__YOUR OBJECTIVE__. Retype the data exactly, so that every line matches the original.

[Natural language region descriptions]
::::::::::

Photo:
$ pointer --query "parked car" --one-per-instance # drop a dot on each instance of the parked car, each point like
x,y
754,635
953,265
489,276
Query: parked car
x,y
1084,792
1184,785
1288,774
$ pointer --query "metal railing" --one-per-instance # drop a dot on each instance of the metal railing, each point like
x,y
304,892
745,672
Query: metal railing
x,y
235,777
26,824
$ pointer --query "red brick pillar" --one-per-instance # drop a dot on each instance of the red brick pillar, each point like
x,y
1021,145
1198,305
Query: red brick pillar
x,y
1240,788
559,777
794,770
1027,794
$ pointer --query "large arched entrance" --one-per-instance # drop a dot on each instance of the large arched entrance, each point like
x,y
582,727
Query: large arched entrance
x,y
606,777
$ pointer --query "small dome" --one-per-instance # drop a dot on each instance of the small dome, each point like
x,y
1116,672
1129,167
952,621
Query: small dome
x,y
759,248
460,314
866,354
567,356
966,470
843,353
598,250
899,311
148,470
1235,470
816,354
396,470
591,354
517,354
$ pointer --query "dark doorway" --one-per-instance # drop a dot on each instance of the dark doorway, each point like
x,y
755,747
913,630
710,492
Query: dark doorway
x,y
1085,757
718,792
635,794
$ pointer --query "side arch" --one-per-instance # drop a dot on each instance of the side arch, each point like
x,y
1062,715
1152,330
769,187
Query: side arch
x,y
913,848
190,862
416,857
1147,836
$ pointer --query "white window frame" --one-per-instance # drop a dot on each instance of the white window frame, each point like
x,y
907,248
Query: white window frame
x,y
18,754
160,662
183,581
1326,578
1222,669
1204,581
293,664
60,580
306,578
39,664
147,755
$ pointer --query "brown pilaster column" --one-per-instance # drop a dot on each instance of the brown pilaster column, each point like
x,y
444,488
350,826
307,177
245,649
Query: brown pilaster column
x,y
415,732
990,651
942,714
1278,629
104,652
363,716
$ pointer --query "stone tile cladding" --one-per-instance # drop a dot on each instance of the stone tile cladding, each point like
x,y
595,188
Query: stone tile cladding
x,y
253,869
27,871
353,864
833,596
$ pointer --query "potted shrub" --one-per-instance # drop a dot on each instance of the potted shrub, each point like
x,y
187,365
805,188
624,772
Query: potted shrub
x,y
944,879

::::::::::

__RESPONSE TO THIS TASK__.
Photo:
$ pointer --query "parked car" --one-per-instance # drop a dot on each instance of the parked car, each point like
x,y
754,635
953,265
489,276
Query: parked car
x,y
1084,792
1184,785
1288,774
$ pointer --query "metal railing" --one-per-instance # drop a dot on each instance of the metal railing, each point like
x,y
304,892
745,672
Query: metal railing
x,y
235,777
26,824
$ pointer --query "red brick pillar" --one-per-instance # drop a dot on each instance of the red brick pillar, each point like
x,y
1021,145
1198,305
Query: red brick pillar
x,y
1240,788
559,777
794,770
1027,794
$ pointer --query "large arched entrance" --one-per-instance # drop a dot on each instance of the large arched entrance, each point like
x,y
582,727
Query: large arched entrance
x,y
606,777
$ pointer --query "small dome" --one-per-instance # drop a dot on each instance of the small dome, each point like
x,y
1116,672
1129,167
952,621
Query: small dome
x,y
759,248
460,314
866,354
567,356
966,470
843,353
598,250
899,311
148,470
1235,470
816,354
396,470
591,354
517,354
$ pointer --query "dark doorway" --one-per-instance # drop a dot on each instance of the dark doorway, each point like
x,y
755,747
913,630
710,492
Query: dark doorway
x,y
1085,757
718,792
635,794
$ pointer --query "side arch" --one-per-instance # drop a dot on each instance of the side arch, each point like
x,y
1062,715
1152,330
769,187
Query: side arch
x,y
913,848
190,862
416,857
1147,836
$ pointer --query "white window frame" --one-per-instance # drop a dot on each instance of the white window frame, each point like
x,y
907,248
Query: white window frame
x,y
18,754
160,662
183,581
1326,578
1222,669
1204,581
293,664
60,580
306,578
39,664
147,755
$ pointer --query "brown pilaster column" --one-per-instance # drop a dot on each instance of the brown pilaster column, each point like
x,y
444,488
350,826
307,177
245,649
Query: brown pilaster column
x,y
415,732
990,651
942,714
1278,629
104,652
363,716
$ pointer --query "stone tile cladding" --one-per-instance # drop a dot on each instance of the stone tile cladding, each point like
x,y
595,188
Query: stone tile cladding
x,y
253,869
27,871
353,864
833,596
$ pointer --query "potted shrub" --one-per-instance # drop a dot on each instance of the potted shrub, each point like
x,y
187,365
805,188
624,772
Query: potted shrub
x,y
944,879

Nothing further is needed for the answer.